BEGIN Extracted data
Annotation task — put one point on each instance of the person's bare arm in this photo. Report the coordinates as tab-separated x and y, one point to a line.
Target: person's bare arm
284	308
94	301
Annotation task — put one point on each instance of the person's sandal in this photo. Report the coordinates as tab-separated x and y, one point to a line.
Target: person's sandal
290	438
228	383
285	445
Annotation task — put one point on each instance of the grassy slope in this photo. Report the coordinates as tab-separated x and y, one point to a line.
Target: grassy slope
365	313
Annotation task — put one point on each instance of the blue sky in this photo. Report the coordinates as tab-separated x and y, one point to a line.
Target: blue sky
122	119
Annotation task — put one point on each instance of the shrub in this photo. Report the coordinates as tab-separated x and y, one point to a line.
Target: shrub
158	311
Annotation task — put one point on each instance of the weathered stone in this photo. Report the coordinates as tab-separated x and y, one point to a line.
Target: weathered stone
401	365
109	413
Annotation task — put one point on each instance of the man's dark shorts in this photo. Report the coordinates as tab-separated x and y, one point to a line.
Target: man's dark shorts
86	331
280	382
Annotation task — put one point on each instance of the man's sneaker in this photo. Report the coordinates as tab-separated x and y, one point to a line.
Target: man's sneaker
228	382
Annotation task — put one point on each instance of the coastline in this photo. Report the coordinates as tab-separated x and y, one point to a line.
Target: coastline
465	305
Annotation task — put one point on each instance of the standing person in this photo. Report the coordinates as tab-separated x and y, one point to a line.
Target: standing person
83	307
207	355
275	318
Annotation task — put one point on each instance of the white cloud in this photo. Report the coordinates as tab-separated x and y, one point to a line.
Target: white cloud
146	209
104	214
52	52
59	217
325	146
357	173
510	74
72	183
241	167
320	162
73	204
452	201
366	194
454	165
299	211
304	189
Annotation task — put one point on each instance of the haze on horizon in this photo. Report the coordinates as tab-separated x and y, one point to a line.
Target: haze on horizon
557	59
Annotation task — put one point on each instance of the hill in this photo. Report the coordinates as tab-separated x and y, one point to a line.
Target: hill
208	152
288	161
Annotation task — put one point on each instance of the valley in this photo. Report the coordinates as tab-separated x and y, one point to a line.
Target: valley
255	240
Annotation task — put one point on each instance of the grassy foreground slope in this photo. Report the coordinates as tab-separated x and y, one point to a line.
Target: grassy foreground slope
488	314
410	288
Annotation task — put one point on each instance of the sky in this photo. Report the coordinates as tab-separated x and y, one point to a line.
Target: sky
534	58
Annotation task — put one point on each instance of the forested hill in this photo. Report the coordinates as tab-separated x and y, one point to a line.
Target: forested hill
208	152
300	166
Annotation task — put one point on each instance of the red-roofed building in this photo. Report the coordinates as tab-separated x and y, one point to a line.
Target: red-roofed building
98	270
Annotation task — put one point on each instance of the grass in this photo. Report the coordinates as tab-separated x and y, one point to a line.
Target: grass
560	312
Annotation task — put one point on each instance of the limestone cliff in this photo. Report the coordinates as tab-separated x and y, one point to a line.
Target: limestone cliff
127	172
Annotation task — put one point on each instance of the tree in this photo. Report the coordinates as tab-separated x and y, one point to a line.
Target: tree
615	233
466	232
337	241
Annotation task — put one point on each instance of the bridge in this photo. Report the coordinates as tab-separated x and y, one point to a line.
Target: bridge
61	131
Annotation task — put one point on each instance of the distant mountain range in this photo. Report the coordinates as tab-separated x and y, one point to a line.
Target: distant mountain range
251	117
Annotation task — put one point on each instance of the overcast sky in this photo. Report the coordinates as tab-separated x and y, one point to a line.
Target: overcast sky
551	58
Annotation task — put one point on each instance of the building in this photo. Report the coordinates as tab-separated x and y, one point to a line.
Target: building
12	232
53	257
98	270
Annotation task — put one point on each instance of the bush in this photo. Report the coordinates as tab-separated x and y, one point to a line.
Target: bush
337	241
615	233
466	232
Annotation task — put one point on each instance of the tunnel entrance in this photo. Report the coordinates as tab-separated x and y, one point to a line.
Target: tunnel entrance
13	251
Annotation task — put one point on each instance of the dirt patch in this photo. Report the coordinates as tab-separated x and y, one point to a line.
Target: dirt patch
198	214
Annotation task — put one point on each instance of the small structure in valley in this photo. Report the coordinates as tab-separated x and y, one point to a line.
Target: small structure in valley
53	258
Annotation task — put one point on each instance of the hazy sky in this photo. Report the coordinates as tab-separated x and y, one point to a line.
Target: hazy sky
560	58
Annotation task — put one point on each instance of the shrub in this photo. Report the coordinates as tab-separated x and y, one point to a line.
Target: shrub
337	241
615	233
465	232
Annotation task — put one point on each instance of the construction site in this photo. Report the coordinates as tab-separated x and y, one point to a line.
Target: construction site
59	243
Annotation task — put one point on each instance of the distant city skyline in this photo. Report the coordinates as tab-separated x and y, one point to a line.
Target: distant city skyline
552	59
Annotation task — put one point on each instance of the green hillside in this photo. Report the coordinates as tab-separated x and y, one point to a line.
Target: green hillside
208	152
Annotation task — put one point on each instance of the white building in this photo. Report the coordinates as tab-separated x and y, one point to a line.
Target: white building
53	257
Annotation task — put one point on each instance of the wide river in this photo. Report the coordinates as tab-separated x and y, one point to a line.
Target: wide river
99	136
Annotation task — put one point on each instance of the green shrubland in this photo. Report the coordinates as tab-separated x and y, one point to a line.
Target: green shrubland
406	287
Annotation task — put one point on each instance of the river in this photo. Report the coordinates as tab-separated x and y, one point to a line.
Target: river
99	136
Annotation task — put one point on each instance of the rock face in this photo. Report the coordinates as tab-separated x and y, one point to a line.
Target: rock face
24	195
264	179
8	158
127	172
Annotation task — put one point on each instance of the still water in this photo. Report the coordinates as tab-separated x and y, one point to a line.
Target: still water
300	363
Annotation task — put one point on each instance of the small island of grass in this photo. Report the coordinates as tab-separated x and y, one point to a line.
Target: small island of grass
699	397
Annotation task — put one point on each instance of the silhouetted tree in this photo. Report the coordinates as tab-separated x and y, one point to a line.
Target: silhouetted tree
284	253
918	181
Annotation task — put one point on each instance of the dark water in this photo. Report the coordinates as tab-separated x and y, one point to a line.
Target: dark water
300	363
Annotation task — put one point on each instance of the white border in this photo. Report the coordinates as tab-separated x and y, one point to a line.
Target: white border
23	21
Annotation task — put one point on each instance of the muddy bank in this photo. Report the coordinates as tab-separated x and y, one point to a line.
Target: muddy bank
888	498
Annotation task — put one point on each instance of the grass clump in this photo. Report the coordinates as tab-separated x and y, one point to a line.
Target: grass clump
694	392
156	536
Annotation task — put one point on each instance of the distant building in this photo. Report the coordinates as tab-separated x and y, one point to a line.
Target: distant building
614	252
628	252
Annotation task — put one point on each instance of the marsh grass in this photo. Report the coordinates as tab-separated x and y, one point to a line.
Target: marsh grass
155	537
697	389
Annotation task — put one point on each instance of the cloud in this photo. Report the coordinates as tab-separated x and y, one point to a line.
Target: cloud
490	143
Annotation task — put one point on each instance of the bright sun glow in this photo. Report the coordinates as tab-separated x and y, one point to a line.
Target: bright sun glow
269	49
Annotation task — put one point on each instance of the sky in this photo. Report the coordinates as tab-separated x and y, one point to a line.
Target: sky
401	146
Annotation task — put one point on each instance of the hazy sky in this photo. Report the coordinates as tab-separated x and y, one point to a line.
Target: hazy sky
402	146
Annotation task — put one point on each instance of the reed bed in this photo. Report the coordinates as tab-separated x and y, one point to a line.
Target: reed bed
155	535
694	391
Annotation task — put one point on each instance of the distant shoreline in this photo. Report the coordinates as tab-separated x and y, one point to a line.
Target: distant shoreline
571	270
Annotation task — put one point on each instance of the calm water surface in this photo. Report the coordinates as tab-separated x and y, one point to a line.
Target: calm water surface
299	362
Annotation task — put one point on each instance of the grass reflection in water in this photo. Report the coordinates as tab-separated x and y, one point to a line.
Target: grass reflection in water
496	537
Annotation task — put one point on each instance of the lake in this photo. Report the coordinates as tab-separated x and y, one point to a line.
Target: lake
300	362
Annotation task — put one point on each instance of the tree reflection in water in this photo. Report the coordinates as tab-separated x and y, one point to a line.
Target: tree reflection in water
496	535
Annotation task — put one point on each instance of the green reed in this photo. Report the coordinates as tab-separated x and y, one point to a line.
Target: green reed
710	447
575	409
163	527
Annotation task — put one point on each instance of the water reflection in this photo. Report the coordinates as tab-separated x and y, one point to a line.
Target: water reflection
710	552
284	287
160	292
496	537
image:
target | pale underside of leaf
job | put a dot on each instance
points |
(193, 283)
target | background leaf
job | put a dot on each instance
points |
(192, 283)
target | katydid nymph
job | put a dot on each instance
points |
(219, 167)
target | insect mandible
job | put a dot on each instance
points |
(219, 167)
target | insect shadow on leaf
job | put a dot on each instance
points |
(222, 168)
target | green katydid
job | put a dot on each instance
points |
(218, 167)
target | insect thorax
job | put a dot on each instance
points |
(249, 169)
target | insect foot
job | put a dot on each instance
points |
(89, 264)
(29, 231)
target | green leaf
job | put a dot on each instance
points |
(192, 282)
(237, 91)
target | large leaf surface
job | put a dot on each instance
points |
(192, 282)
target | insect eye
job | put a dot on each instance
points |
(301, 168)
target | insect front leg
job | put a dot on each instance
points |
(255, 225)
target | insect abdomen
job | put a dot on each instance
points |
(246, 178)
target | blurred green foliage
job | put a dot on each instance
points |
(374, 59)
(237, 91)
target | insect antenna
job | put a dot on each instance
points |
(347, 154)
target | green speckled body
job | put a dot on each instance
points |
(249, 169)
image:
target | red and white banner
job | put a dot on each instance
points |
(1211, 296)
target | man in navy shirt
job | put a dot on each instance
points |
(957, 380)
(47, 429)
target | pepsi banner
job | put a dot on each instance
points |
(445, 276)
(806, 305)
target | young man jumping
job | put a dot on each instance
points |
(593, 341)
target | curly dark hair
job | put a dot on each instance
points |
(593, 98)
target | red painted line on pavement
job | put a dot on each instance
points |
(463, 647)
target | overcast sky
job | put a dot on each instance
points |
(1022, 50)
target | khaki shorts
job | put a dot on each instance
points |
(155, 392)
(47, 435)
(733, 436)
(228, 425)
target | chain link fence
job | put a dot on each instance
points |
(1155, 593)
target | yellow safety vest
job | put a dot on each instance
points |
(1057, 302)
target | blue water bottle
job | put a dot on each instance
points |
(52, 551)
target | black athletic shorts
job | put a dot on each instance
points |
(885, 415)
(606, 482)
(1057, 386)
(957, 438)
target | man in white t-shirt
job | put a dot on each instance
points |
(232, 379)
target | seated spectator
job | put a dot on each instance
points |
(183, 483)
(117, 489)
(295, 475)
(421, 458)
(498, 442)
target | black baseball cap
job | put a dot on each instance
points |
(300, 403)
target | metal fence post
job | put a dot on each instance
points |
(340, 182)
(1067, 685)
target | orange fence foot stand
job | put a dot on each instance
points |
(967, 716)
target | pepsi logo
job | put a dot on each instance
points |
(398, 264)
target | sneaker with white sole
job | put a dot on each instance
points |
END Extracted data
▸ Problem statement
Scan the records for the string "insect" and report each line where it occurs.

▸ Your solution
target | insect mandible
target | insect shadow on leaf
target | insect thorax
target | insect foot
target | insect eye
target | insect front leg
target | insect abdomen
target | insect antenna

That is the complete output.